Challenge = Repeat exactly, and only, the lines from the one holding "TARGET = dark glass bottle" through the last line of the records below.

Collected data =

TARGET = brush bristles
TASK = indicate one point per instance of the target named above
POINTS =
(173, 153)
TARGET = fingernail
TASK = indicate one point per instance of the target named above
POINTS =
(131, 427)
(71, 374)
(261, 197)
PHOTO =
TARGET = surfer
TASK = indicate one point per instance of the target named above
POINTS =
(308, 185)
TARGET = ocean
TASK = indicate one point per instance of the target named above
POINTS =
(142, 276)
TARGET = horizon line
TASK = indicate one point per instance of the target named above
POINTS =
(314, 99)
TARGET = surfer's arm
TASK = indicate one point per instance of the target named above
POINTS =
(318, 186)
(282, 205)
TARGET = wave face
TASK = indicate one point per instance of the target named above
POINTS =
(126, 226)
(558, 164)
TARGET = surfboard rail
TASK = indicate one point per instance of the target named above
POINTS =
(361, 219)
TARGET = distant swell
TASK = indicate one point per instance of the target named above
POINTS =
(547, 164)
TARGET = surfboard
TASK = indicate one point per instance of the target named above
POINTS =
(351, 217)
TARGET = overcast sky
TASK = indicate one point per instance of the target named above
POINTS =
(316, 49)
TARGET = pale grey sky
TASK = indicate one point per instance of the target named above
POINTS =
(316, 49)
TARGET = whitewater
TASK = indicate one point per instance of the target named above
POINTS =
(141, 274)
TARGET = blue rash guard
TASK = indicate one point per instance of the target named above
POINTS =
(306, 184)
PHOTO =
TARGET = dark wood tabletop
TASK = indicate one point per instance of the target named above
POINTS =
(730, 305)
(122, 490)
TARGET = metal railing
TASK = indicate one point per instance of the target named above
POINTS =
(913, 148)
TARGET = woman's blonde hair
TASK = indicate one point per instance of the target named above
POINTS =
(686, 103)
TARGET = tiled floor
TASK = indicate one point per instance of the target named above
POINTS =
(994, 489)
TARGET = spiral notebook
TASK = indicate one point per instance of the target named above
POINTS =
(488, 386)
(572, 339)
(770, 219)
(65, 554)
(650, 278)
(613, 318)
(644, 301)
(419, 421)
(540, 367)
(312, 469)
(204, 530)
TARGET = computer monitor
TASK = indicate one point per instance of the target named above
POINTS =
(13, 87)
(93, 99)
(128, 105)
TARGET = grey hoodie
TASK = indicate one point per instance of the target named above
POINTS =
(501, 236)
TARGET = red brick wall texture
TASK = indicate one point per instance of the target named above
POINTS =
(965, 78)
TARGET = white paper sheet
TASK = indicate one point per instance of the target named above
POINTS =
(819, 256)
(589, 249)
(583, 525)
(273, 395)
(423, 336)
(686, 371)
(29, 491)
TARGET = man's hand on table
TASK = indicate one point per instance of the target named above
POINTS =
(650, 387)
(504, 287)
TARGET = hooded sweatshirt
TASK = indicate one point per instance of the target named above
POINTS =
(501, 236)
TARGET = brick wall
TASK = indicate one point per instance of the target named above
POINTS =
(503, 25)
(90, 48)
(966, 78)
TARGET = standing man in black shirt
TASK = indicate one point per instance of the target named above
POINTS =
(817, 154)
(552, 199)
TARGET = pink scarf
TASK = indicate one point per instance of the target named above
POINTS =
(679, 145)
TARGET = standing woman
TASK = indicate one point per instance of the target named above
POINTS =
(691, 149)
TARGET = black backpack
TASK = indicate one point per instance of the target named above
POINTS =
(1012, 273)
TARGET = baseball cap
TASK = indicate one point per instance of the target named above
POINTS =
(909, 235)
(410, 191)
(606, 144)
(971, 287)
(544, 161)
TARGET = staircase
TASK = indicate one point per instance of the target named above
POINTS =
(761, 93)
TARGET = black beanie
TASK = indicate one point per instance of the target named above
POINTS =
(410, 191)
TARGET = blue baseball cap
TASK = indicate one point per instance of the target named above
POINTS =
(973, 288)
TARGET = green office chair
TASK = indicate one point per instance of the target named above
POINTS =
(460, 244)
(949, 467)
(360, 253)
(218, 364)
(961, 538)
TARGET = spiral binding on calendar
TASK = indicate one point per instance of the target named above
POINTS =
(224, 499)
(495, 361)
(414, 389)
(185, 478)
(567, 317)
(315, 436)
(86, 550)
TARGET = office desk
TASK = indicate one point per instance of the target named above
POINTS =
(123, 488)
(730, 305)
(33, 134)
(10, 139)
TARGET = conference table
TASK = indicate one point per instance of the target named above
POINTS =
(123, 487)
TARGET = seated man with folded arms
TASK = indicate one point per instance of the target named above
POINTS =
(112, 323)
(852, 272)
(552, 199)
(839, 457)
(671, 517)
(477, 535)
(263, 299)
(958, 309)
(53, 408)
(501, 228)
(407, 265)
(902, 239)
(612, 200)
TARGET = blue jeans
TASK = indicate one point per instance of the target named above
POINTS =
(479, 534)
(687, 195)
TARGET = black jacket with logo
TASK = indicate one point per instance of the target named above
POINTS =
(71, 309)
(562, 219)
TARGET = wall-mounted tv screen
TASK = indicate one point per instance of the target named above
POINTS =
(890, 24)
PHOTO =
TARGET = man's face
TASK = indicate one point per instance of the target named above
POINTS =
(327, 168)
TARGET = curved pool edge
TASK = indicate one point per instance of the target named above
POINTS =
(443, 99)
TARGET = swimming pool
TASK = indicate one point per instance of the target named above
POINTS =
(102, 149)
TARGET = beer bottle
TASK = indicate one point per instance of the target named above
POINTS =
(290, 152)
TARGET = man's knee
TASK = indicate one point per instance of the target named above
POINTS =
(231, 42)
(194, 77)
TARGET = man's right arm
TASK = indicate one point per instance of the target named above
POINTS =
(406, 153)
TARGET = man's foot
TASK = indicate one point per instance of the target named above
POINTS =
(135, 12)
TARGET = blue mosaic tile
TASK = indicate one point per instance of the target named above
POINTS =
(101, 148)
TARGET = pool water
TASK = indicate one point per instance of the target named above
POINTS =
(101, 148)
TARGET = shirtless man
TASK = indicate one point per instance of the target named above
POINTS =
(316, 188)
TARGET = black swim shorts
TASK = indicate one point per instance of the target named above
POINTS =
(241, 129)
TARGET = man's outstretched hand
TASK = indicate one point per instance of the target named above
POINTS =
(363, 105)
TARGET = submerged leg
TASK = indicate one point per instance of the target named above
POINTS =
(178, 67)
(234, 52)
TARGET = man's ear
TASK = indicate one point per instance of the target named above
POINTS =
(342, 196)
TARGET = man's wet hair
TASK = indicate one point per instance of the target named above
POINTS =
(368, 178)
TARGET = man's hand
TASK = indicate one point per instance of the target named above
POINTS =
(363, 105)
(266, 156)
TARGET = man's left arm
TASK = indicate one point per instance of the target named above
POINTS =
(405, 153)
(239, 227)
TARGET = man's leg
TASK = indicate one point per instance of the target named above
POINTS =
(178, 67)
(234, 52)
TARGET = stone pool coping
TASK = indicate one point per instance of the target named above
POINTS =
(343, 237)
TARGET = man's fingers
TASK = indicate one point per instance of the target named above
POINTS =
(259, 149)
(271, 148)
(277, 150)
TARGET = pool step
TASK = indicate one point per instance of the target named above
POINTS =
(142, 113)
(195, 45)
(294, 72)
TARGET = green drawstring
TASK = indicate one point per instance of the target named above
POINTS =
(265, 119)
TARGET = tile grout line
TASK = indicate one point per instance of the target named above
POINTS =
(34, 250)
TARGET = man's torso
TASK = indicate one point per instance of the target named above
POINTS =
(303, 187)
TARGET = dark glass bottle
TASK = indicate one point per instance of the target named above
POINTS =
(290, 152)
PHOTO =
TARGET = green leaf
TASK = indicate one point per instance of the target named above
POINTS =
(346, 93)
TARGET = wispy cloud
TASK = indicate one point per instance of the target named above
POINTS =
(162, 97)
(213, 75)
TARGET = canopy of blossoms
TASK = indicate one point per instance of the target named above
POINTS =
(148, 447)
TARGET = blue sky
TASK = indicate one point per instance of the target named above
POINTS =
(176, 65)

Response to this exercise =
TARGET = dark glass bottle
TASK = indicate one point per instance of the target named above
POINTS =
(290, 152)
PHOTO =
TARGET = green leaf
TASK = indicate one point per instance of the target named above
POINTS =
(346, 93)
TARGET = wispy cloud
TASK = indicate one point per instance of the target named above
POINTS =
(162, 97)
(213, 75)
TARGET = canopy of blossoms
TASK = indicate one point per instance of the target named above
POINTS =
(148, 447)
TARGET = blue sky
TASK = indicate one point per instance of the target named above
POINTS =
(176, 65)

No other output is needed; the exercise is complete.